# SUPPLIED INFORMATION start

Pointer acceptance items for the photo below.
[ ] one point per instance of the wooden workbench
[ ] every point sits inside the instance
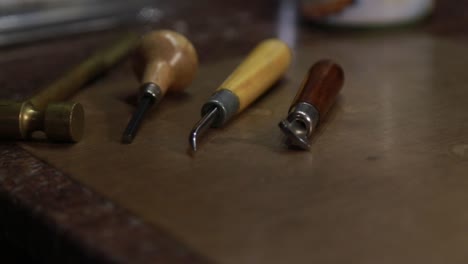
(385, 181)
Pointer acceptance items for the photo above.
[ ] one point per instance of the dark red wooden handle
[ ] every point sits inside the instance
(321, 86)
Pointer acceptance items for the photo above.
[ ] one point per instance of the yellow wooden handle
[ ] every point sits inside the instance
(259, 71)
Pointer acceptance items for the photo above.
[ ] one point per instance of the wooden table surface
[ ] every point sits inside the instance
(384, 183)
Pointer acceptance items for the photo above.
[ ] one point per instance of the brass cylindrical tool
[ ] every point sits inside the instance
(259, 71)
(165, 61)
(314, 99)
(61, 121)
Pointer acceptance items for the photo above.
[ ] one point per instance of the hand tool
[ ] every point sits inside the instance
(314, 99)
(260, 70)
(165, 61)
(61, 121)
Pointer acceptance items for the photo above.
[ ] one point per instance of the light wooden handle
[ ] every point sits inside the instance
(167, 59)
(259, 71)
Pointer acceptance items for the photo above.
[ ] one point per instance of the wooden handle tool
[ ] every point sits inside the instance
(165, 60)
(314, 99)
(257, 73)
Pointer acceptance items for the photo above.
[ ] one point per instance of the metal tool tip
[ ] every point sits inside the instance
(193, 140)
(204, 123)
(127, 138)
(296, 137)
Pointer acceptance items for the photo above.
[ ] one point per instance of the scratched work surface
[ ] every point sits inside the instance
(385, 181)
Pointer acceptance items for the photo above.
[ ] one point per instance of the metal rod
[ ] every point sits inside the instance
(202, 126)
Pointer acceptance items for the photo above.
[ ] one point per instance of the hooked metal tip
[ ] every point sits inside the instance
(202, 125)
(295, 134)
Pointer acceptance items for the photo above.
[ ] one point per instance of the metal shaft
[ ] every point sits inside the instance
(207, 121)
(151, 94)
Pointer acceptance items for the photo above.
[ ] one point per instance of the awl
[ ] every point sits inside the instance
(256, 74)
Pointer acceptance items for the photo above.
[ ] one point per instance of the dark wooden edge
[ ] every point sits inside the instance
(54, 219)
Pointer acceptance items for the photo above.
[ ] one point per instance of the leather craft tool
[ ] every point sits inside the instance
(165, 61)
(260, 70)
(61, 121)
(314, 99)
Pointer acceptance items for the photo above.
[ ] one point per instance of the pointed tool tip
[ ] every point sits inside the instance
(127, 139)
(294, 137)
(193, 141)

# SUPPLIED INFORMATION end

-- THE EXERCISE --
Transcribe each entry precisely as given, leaving the pictures out.

-- RESPONSE TO THIS TASK --
Pointer acceptance items for the photo below.
[ ] one point per instance of the wooden workbench
[ ] every point sits inside the instance
(385, 181)
Pointer acceptance items for the photo above.
[ ] one point per instance of the dark red wooden handle
[ ] every point sits inside the instance
(321, 86)
Pointer acceptance items for the photo above.
[ ] one point per instance of the yellow wooden handle
[ ] every point sits inside the instance
(259, 71)
Pointer acceptance items for the photo above.
[ ] one point per instance of the wooden table surface
[ ] every point sits inside the instance
(384, 183)
Pointer acceptance items for the photo above.
[ ] one point per instance of the brass cylindrical tool
[ ] every point sits inside the instance
(259, 71)
(165, 61)
(314, 99)
(61, 121)
Pointer acceptance items for the photo above.
[ ] one point per instance of the hand tool
[ ] every point sits inside the instance
(314, 99)
(260, 70)
(165, 61)
(61, 121)
Pointer acceptance items for the photo above.
[ ] one point per instance of the light wooden handle
[ ] every point sits inside the instance
(167, 59)
(259, 71)
Pointer acceptance items for the photo above.
[ ] one point per instance of the wooden handle tool
[ ] every point sits inside the instance
(165, 60)
(314, 99)
(257, 73)
Pointer acceptance items for the photo above.
[ ] one point per instance of the metal tool tip
[ ] every point sits inside the instance
(193, 140)
(204, 123)
(127, 138)
(296, 137)
Pointer acceptance items for the photo above.
[ ] one point per instance of the scratched work surface
[ ] every point sits inside the instance
(385, 181)
Pointer acceptance items for the photo above.
[ ] one point per instance of the metal rod
[ ] every point sits inside the instance
(202, 126)
Pointer acceptance items for the photo above.
[ ] one point per instance of the hooked metal tip
[ ] every point sits inside the instance
(202, 125)
(295, 134)
Pointer acceptance items for the photo above.
[ ] one point per instance of the metal shaft
[ ] every point sits inside the instance
(207, 121)
(151, 94)
Pointer acceptance items for the photo above.
[ ] one point per instance of the awl
[ ] every point sits inside the instance
(256, 74)
Pointer acceptance items for the photo above.
[ ] one point per instance of the dark wooden edge
[ ] every point sits inside the instance
(54, 219)
Pointer acceptance items for the photo above.
[ ] one point per instance of the leather craft tool
[ ] every point sits inside the instance
(165, 61)
(260, 70)
(61, 121)
(314, 99)
Pointer acceptance items for the photo above.
[ ] one point per instance of the pointed tool tip
[ ] every point sits inside the instance
(127, 139)
(294, 137)
(193, 141)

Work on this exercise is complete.